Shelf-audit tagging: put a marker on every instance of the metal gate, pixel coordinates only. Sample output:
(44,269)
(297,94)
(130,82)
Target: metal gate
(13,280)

Problem
Your reply should contain every record, unchanged and complete.

Solution to this task
Shelf-audit tagging: put a marker on every instance of the metal gate, pixel coordinates only. Sample output:
(44,269)
(297,94)
(130,82)
Target: metal gate
(13,280)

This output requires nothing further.